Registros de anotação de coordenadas

□ □ □ □ □ □ □

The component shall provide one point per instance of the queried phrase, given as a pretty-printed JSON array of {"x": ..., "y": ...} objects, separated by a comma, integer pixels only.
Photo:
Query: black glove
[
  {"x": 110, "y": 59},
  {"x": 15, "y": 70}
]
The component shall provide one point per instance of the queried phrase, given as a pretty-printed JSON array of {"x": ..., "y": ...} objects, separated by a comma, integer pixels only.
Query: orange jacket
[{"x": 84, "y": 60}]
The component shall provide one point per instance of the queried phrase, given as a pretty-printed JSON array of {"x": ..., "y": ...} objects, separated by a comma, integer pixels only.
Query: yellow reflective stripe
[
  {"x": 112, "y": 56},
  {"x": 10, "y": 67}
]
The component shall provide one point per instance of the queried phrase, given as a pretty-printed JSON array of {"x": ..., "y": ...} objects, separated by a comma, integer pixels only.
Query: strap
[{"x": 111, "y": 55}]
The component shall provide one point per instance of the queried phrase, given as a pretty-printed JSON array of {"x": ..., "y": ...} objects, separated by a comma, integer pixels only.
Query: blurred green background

□ □ □ □ □ □ □

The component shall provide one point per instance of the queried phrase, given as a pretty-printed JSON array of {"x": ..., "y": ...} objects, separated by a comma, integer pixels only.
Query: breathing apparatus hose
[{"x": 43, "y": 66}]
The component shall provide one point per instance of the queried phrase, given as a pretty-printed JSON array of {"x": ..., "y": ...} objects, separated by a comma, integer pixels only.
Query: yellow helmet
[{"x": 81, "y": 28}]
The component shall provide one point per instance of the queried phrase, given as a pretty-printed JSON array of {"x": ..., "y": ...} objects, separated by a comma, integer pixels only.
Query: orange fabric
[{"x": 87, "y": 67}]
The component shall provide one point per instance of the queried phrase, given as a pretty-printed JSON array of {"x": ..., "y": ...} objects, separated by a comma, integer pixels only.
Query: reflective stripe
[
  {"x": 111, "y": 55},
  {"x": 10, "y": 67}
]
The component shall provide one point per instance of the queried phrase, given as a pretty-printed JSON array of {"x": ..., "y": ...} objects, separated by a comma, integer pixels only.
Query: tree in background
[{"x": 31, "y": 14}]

□ □ □ □ □ □ □

■ Tarefa a realizar
Extraia dos itens acima todas as linhas que contêm a string "orange".

■ Resposta abaixo
Query: orange jacket
Query: orange fabric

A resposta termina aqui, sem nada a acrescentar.